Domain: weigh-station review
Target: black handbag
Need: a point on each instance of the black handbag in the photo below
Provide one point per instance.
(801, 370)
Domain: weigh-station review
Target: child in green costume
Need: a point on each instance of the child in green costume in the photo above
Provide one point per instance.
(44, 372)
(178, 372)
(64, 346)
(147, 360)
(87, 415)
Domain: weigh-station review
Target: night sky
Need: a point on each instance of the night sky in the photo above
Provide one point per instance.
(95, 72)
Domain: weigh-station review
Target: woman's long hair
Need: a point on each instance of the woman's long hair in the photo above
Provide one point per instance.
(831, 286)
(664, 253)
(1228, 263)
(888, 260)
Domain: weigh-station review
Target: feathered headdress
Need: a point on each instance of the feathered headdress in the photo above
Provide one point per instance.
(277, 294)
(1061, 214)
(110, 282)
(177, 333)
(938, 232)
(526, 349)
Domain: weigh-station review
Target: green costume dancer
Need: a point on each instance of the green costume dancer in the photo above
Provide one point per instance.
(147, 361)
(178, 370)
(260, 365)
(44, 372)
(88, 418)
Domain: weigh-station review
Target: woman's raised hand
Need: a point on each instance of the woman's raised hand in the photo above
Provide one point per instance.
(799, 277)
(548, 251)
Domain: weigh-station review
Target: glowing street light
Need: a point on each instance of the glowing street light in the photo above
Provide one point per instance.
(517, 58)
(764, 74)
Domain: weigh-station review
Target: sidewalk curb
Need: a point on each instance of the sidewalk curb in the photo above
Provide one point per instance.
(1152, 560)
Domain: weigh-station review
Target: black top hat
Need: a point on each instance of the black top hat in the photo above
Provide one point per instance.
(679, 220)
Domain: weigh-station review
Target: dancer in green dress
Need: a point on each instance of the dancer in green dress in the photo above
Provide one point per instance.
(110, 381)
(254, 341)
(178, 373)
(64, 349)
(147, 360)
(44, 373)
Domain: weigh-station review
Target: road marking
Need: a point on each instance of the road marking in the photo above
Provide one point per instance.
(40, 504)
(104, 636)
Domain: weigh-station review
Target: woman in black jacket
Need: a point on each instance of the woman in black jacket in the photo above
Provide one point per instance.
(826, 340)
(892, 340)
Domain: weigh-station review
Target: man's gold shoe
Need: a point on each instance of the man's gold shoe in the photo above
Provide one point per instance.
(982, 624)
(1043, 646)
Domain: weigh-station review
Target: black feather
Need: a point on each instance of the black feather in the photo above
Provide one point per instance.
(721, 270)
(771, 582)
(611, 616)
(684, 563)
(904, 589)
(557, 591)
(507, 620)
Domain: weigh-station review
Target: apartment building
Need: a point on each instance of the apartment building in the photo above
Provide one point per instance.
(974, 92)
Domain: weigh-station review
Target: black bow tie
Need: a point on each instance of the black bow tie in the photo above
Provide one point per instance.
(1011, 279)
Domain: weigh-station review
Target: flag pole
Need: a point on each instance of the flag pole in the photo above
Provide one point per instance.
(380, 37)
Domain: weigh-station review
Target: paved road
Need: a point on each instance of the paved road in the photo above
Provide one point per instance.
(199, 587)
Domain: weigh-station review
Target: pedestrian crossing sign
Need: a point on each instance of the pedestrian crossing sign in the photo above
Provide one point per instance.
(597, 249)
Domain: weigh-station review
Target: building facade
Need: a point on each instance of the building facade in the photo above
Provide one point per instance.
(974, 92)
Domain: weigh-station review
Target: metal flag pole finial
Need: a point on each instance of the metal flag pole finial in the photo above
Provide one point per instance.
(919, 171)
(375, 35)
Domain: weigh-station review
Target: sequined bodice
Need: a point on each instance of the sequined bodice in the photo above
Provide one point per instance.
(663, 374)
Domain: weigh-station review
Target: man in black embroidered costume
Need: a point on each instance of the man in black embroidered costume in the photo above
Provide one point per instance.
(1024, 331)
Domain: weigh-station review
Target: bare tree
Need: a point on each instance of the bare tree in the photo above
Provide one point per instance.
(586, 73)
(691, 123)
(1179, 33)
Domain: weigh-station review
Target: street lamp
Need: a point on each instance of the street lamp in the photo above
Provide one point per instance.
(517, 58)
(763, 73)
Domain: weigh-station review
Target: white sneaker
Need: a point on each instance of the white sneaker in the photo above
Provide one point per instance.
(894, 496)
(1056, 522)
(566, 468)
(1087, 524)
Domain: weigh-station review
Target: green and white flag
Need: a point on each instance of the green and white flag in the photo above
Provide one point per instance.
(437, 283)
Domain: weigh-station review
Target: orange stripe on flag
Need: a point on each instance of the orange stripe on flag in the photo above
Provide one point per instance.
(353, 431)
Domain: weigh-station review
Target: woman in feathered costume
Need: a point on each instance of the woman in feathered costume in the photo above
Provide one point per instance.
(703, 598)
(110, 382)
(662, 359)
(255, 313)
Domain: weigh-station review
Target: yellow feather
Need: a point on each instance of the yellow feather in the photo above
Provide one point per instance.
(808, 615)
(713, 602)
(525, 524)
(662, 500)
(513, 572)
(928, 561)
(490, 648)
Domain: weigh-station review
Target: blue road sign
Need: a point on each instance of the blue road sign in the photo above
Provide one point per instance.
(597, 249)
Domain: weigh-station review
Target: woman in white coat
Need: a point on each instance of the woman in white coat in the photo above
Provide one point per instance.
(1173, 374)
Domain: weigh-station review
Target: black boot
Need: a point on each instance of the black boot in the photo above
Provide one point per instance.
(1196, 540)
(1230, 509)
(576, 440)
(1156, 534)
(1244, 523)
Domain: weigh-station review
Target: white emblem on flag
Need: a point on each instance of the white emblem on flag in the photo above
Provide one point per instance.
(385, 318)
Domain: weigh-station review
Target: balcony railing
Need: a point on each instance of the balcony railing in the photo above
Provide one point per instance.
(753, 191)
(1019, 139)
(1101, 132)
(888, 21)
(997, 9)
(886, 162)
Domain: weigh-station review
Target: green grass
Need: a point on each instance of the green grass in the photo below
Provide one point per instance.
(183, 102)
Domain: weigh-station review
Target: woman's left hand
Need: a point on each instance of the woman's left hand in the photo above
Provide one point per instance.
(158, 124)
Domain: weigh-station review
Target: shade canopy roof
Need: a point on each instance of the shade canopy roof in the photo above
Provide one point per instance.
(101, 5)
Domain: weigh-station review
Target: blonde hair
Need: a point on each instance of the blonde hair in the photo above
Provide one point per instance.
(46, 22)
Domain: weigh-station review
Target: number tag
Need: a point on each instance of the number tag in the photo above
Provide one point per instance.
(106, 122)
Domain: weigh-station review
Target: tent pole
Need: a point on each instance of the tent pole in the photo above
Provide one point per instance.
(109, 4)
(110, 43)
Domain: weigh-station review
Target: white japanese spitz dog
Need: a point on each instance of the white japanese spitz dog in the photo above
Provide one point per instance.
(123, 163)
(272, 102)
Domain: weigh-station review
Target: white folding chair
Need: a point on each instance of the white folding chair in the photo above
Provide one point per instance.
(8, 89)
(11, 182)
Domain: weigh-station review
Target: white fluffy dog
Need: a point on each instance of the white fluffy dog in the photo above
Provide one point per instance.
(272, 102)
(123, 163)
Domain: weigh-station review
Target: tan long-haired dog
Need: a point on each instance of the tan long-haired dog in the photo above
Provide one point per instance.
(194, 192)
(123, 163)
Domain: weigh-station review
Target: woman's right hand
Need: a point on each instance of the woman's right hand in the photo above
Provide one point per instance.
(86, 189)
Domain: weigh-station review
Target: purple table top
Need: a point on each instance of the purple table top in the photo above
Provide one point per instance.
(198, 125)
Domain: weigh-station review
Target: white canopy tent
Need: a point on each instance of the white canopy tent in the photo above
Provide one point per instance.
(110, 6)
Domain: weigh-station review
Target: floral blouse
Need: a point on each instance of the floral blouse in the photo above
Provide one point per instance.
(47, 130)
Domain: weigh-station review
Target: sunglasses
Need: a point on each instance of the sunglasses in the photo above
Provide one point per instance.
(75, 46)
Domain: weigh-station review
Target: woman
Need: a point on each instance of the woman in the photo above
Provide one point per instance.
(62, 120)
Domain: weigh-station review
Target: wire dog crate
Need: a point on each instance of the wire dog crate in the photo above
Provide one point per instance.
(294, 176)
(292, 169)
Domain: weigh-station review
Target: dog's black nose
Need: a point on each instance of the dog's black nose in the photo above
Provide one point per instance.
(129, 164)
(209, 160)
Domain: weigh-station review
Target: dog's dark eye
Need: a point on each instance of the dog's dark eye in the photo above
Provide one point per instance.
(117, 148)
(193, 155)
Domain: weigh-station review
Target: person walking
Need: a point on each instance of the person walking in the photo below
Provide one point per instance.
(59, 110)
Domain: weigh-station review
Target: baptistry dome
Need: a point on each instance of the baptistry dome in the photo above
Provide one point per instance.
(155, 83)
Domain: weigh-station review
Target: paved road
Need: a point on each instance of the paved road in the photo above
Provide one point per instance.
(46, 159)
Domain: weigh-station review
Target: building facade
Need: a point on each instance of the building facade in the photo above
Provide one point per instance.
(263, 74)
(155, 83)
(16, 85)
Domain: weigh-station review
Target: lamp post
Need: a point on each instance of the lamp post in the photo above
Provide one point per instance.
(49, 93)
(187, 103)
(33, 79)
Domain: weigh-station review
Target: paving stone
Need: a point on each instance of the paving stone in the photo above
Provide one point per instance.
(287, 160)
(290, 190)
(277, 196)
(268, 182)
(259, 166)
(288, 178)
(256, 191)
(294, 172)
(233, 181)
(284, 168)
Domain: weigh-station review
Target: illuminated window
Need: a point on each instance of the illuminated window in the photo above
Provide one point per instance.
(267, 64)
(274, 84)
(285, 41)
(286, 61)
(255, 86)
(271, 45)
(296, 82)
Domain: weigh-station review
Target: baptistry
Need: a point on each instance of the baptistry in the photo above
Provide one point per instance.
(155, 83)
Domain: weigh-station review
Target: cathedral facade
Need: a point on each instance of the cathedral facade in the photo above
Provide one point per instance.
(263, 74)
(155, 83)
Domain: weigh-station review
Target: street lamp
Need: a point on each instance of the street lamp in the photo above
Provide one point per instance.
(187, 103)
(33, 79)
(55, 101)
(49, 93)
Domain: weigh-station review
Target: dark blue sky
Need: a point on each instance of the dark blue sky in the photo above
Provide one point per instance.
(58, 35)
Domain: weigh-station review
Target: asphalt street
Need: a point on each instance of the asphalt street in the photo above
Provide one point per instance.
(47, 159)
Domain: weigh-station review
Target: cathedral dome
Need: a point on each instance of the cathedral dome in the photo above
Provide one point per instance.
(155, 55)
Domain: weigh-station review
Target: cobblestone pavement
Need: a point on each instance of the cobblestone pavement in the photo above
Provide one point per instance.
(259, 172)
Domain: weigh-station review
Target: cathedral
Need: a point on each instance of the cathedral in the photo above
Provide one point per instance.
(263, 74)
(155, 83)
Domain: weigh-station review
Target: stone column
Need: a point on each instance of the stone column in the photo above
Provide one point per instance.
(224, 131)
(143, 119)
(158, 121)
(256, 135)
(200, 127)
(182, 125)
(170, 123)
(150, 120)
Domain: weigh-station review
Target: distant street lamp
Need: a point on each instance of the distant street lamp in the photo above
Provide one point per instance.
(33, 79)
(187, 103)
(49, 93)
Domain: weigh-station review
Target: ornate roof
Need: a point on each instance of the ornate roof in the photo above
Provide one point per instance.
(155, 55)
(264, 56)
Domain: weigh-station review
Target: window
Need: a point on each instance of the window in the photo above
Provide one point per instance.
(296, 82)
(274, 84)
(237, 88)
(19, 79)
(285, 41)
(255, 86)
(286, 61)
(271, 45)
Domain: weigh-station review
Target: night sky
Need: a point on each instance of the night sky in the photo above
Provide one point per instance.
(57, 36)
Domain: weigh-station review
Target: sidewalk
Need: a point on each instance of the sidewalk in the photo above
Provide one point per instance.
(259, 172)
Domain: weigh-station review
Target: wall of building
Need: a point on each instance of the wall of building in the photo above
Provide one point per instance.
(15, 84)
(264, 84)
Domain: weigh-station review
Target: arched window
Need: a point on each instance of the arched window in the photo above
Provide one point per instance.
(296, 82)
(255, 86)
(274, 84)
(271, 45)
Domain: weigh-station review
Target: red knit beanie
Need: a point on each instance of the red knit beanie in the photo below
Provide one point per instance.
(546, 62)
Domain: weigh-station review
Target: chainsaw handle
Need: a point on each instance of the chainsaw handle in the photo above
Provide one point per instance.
= = = = =
→ **Problem statement**: Copy out every line in the entries above that holds "balcony".

→ **Answer for the task**:
Target: balcony railing
Need: a point on each instance of the balcony railing in the photo above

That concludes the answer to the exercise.